Description of the task:
Carry on the news article about the Grindr president's marriage comments from the point where it stops.

Extract provided:
◇ ◇ ◇ ◇

President of Gay Dating App Grindr Sparks Backlash After Saying 'Marriage Is Between Man and Woman'

The 'Grindr' app logo is seen amongst other dating apps on a mobile phone screen on November 24, 2016 in London, England. Leon Neal/Getty Images

The president of Grindr—a dating app for gay, bi, trans and queer people—said in a Facebook post that he thinks "marriage is a holy matrimony between a man and a woman," prompting criticism from some quarters.

The content of Scott Chen's post was first reported by Into—a digital magazine owned by Grindr—which translated it from Chinese into English. It was written as a reply to comments below another Into article he had shared on his page about Cher Wang, the founder of HTC—a Taiwanese consumer electronics company that has thrown its support behind groups opposed to same-sex marriage.

Recently, voters in Taiwan—where Chen was educated and has family—rejected same-sex marriage in a referendum, The Guardian reports.

"Some people think that marriage is a holy union between a man and a woman, I think so too, but that's your own business," Chen wrote in the post, which has since been deleted. "Some people think that the purpose of marriage is to bring up children with your own DNA, but that's your own business."

However, he went on to say that he respects the fact that not everyone is the same, and said he would be boycotting HTC products because of their funding of groups who oppose same-sex marriage.

"There are people who aren't the same as you, and desperately hope that they can also get married; they have their own reasons for wanting that," he wrote. "Getting married is personal. If you have money, can't you donate to people suffering from poverty, hunger, war or natural disasters, those who are truly in need of it? Why do you spend so much money to prevent people in love from getting married? Aren't there other important things in your life?"

◇ ◇ ◇ ◇

(Saved entries)
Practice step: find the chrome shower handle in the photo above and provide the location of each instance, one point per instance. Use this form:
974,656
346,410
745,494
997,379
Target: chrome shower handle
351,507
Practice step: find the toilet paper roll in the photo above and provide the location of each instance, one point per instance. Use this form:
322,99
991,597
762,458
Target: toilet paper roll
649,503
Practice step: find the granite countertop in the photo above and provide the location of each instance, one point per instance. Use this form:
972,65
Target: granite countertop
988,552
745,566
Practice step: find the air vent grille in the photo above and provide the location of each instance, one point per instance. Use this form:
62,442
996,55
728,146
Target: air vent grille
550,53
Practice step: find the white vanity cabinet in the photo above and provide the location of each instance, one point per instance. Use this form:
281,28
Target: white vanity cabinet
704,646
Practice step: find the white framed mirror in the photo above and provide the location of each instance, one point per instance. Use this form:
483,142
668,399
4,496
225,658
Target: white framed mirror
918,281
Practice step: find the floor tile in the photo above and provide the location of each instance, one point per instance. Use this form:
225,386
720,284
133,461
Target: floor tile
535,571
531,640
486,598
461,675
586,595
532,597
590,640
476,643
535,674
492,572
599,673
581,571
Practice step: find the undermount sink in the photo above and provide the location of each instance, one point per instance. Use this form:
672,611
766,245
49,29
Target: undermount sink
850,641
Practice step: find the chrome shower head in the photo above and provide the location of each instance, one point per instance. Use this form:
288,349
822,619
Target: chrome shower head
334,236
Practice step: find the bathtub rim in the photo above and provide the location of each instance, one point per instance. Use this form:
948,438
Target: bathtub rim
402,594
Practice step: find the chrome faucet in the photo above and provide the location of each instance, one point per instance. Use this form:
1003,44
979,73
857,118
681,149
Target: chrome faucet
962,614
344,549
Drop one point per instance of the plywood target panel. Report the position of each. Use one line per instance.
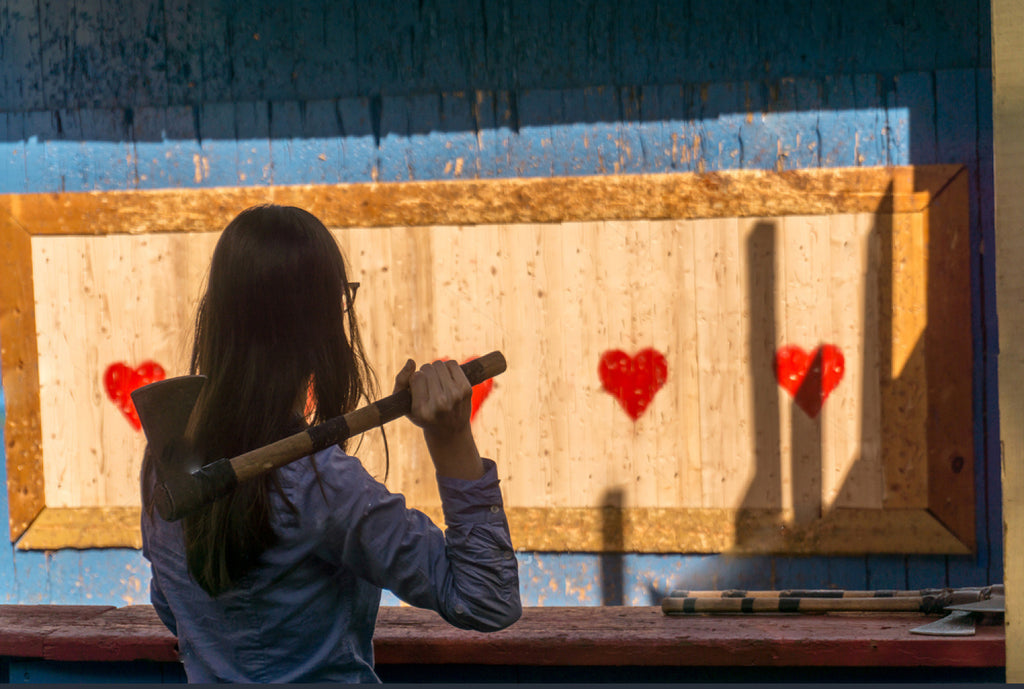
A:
(742, 361)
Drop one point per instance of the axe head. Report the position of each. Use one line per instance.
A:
(164, 408)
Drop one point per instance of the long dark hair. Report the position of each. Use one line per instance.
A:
(270, 328)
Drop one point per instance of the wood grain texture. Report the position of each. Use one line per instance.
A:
(19, 359)
(1008, 96)
(547, 636)
(471, 280)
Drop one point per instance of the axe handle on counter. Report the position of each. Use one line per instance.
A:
(175, 499)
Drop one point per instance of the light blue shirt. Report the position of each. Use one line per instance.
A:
(306, 613)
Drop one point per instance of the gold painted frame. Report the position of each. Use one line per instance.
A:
(929, 209)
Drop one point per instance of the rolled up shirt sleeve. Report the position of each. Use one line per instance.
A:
(468, 573)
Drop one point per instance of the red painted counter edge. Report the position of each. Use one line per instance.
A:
(578, 636)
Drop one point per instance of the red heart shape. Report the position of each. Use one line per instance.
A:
(809, 378)
(633, 380)
(480, 392)
(120, 380)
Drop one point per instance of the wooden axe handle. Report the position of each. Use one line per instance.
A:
(336, 430)
(175, 499)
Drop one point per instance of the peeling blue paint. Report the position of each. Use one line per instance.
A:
(527, 89)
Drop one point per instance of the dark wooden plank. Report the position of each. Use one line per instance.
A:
(635, 636)
(24, 628)
(132, 633)
(20, 78)
(584, 636)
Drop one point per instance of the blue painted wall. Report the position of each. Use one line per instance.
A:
(194, 93)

◇ ◇ ◇ ◇

Written answer:
"It's true, I won't buy HTC products for the rest of my life, and I won't donate any money to Taiwan's Christian groups ever again for the rest of my life!"

In a subsequent reply referring back to his original post, he asserted that he was a supporter of gay marriage.

"The reason I said marriage is a holy matrimony between a man and a woman is based on my own personal experience," he wrote. "I am a straight man married to a woman I love, and I have two beautiful daughters I love from the marriage. This is how I feel about my marriage. Different people have their different feelings about their marriages. You can't deny my feelings about my marriage."

"I am a huge advocate for LGBTQ+ rights since I was young," he added. "I support gay marriage and I am proud that I can work for Grindr."

Nevertheless, the original post and the subsequent replies have not gone down well with some of Grindr's millions of users, as well as some staff at the Los Angeles-based firm—a point highlighted by the fact that Into took the unusual step of reporting on its parent company.

Into editor and Grindr's chief content officer, Zach Stafford, told The Guardian that Chen's comments did not sit well with the values that the app is attempting to promote.

"Grindr's goal as a company is to help seek the full equity of all LGBT people's rights around the world, especially when it comes to dating and love," he said. "And marriage for many is an end goal to our app."

However, Chen called Into's article "unbalanced and misleading."

"It hurts my feelings and it also hurts Into's and Grindr's reputation," he said.